#### Data for the task

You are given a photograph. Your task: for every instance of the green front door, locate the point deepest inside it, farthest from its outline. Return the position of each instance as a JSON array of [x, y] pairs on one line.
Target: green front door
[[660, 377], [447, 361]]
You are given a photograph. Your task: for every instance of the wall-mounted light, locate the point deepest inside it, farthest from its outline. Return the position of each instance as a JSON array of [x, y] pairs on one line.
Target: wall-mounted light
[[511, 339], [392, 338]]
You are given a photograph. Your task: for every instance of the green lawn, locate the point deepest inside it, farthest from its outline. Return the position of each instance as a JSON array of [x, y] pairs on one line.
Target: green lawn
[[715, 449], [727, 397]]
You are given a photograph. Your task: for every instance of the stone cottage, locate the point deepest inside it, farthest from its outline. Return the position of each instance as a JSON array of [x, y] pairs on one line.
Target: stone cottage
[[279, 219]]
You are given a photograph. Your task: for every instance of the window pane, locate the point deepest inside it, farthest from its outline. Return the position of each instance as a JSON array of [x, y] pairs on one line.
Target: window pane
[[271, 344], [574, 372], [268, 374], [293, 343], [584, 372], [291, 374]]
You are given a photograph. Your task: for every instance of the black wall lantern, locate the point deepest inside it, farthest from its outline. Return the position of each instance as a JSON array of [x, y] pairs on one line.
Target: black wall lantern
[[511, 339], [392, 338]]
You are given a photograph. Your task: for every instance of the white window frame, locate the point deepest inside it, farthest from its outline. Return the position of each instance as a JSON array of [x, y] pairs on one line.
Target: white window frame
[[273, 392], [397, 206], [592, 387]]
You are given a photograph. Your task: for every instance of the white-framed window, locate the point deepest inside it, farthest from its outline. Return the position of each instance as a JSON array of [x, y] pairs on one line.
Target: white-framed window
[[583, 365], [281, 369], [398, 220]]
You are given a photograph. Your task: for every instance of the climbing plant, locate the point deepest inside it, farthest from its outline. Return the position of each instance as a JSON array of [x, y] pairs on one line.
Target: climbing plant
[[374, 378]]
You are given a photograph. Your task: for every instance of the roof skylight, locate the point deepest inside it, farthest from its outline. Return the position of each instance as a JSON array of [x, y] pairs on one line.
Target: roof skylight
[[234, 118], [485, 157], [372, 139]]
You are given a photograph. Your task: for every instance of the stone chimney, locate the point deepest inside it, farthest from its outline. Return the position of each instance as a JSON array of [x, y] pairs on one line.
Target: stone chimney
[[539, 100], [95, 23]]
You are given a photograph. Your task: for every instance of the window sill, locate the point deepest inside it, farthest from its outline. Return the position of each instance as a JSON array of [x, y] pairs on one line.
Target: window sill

########

Problem requirements – Please rewrite every row above with "outline" replaced by "boundary", changing nothing else.

Written solution –
You are given a photograph. Your task: for every instance of the green front door, locate the point deepest inside it, farthest from its boundary. Return the position of each instance as a JSON array of [x, y] pairs on one line.
Target: green front door
[[660, 377], [447, 361]]
You are given a photograph. Your task: for every instance of the wall-mounted light, locate the point deepest inside it, farthest from its boundary. Return the position of each instance as a JSON array of [x, y] pairs on one line.
Target: wall-mounted light
[[511, 339], [392, 338]]
You are given a photograph. Your task: for every instance of the green lawn, locate the point deepest inside it, farthest from its boundary. Return the position of each instance as a JSON array of [x, y] pairs on one line.
Target: green lawn
[[715, 449], [727, 397]]
You are given a photograph. Your task: for every instance of the stone cottage, locate the point deepest inside it, farthest from its boundary. Return the position of each instance as a JSON array of [x, y] pairs on one line.
Target: stone cottage
[[279, 219]]
You are given a photograph. Your task: for every instance of the window pane, locate the point deepest inside it, farthest from its boundary. Return the position of each instance as a JSON array of [x, y] pairs on one line.
Target: window pane
[[271, 344], [574, 372], [268, 374], [293, 343], [584, 372], [291, 374]]
You are given a photograph. Your task: for every instance of the black wall lantern, locate the point deepest inside it, farthest from its boundary. Return the position of each instance as a JSON array of [x, y] pairs on one line.
Target: black wall lantern
[[511, 339], [392, 338]]
You are given a photograph. Your task: for every instance of the white window frame, locate the point deepest inside it, farthest from its boundary. Return the position of each instance as a JSON array of [x, y] pairs on one line.
Target: white window frame
[[273, 392], [397, 206], [592, 387]]
You are given a photograph. Your task: for every instance of the white-framed window, locate the point deepest inside it, farthest from its boundary. Return the position of each instance as a JSON array of [x, y] pairs on one line.
Target: white-framed window
[[583, 365], [281, 369], [398, 220]]
You are given a photograph. Your task: for every instance of the climbing plant, locate the point deepest inside it, farthest from its boundary. Return the position of each instance as a JSON array of [x, y] pairs on one line.
Target: climbing plant
[[374, 378]]
You are given a photograph. Your task: for every instance of the roof skylight, locate the point deepest inside it, farthest from its boundary. Return the position of each instance as a JSON array of [x, y] pairs on one line.
Target: roof skylight
[[234, 118], [485, 157], [372, 139]]
You are given a photograph. Your task: for every instance of the stone chimney, locate the point deepest inside it, farthest from its boundary. Return the position of each instance as a JSON array of [x, y] pairs on one line.
Target: stone chimney
[[539, 100], [95, 23]]
You are given a photograph. Your task: for every instance of the window sill, locate the point deepest inside it, farthest from its boundary. Return the position of each instance as a JSON array of [x, y] pairs on one line.
Target: window sill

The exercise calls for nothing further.